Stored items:
________________________________________

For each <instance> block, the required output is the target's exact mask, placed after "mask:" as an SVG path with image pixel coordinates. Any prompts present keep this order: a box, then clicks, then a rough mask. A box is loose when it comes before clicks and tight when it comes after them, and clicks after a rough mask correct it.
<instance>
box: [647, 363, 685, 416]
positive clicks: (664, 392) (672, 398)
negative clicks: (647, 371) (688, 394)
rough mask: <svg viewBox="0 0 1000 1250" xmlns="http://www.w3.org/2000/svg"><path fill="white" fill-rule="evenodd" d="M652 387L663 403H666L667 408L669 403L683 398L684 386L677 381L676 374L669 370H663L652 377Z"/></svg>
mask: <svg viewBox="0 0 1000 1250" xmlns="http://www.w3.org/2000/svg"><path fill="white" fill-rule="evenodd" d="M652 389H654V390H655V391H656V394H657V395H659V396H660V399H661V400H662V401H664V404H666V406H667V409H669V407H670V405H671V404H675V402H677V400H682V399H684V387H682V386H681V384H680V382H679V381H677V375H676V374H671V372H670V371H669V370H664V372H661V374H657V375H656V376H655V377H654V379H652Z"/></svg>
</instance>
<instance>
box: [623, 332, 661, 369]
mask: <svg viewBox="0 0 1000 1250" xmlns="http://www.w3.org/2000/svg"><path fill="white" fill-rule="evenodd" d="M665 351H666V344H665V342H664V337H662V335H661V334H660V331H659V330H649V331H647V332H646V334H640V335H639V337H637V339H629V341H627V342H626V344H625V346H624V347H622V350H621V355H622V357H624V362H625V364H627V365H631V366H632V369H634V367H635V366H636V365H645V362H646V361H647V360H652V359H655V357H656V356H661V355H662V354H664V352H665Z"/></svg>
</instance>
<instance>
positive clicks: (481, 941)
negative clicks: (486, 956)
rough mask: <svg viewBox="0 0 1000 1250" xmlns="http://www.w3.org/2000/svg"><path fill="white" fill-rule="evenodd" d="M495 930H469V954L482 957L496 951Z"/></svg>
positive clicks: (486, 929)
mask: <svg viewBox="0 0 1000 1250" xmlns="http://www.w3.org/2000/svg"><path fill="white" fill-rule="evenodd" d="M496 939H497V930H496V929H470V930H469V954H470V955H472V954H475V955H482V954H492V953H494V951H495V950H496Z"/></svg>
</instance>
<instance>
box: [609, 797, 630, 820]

________________________________________

Word for word, restate the entries from the first line to the line that has "negative clicks: (647, 371) (688, 394)", both included, and nothing else.

For each <instance> block, the required output is the target's exact mask, placed after "mask:" as an SVG path with image pixel coordinates. Any prompts present keep this order: a box, then clicks, then a rough mask. A box is loose when it comes before clicks and tight when it comes after them, and clicks after a rough mask correct it.
<instance>
box: [647, 363, 685, 416]
positive clicks: (664, 392) (672, 398)
negative clicks: (647, 371) (688, 394)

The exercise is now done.